--- What to work on ---
Word for word, set down the entries that follow.

--- Data under study ---
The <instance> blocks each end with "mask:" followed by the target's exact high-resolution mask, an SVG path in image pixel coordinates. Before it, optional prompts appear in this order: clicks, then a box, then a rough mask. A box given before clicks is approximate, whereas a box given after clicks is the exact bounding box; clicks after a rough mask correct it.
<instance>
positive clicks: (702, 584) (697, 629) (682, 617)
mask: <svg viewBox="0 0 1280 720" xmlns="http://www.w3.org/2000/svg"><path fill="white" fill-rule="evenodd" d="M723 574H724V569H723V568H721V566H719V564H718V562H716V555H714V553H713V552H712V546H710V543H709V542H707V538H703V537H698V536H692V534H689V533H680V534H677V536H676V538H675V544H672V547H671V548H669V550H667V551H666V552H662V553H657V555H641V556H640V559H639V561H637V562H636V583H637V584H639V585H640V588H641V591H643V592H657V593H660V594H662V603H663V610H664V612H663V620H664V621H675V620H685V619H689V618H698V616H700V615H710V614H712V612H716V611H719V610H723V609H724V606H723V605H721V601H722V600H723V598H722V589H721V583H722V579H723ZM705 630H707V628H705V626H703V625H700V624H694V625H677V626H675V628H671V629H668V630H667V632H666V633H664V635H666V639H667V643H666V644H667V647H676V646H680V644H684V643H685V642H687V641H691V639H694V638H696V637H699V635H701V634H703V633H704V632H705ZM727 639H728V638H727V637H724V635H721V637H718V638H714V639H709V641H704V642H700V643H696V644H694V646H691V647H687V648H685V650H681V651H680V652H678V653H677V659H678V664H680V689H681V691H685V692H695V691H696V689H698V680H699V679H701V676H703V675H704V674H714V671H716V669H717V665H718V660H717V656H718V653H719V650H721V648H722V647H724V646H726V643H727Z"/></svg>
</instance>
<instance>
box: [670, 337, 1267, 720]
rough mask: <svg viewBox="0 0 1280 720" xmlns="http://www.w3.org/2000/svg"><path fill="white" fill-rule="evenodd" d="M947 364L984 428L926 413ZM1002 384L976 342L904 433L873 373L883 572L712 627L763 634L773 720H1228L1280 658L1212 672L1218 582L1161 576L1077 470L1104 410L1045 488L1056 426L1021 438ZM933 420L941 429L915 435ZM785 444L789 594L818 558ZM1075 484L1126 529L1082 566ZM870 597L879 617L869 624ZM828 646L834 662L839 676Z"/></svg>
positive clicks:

--- Solution for this task ---
The <instance> blocks each end with "mask:" followed by the target's exact high-resolution mask, an SVG path in image pixel coordinates. Before it, optional prompts appear in this order: clicks, then a box, then a rough mask. A box given before clicks is approximate, whereas a box given after clicks is the exact bounding box; clicks after a rough mask correct it.
<instance>
positive clicks: (702, 584) (697, 629) (682, 617)
mask: <svg viewBox="0 0 1280 720" xmlns="http://www.w3.org/2000/svg"><path fill="white" fill-rule="evenodd" d="M723 574H724V569H723V568H721V566H719V564H718V562H716V555H714V553H713V552H712V546H710V543H709V542H707V538H703V537H698V536H692V534H689V533H680V534H677V536H676V538H675V544H672V547H671V548H669V550H667V551H666V552H662V553H657V555H641V556H640V559H639V561H637V562H636V583H637V584H639V585H640V588H641V591H643V592H657V593H660V594H662V603H663V610H664V612H663V620H664V621H675V620H685V619H689V618H698V616H700V615H710V614H712V612H716V611H719V610H723V609H724V606H723V605H721V601H722V600H723V598H722V589H721V583H722V579H723ZM705 630H707V628H705V626H703V625H700V624H694V625H677V626H675V628H671V629H668V630H667V632H666V633H664V635H666V639H667V643H666V644H667V647H676V646H680V644H684V643H685V642H687V641H691V639H694V638H696V637H699V635H701V634H703V633H704V632H705ZM727 639H728V638H727V637H724V635H721V637H718V638H714V639H709V641H704V642H700V643H696V644H694V646H691V647H687V648H685V650H681V651H680V652H678V653H677V659H678V664H680V689H681V691H685V692H695V691H696V689H698V680H699V679H701V676H703V675H704V674H714V671H716V669H717V665H718V660H717V656H718V653H719V650H721V648H722V647H724V646H726V643H727Z"/></svg>
</instance>
<instance>
box: [670, 337, 1267, 720]
rough mask: <svg viewBox="0 0 1280 720" xmlns="http://www.w3.org/2000/svg"><path fill="white" fill-rule="evenodd" d="M947 364L984 428L926 413ZM1002 384L976 342L904 433L873 373L883 572L712 627L763 634L773 720H1228L1280 658L1212 672L1218 582L1161 576L1077 470L1104 410L1045 488L1056 426L1021 438ZM933 420L941 429L915 435ZM785 444L789 594L818 558ZM1075 484L1126 529L1082 566ZM870 597L879 617L869 624ZM828 646L834 662L839 676Z"/></svg>
positive clicks:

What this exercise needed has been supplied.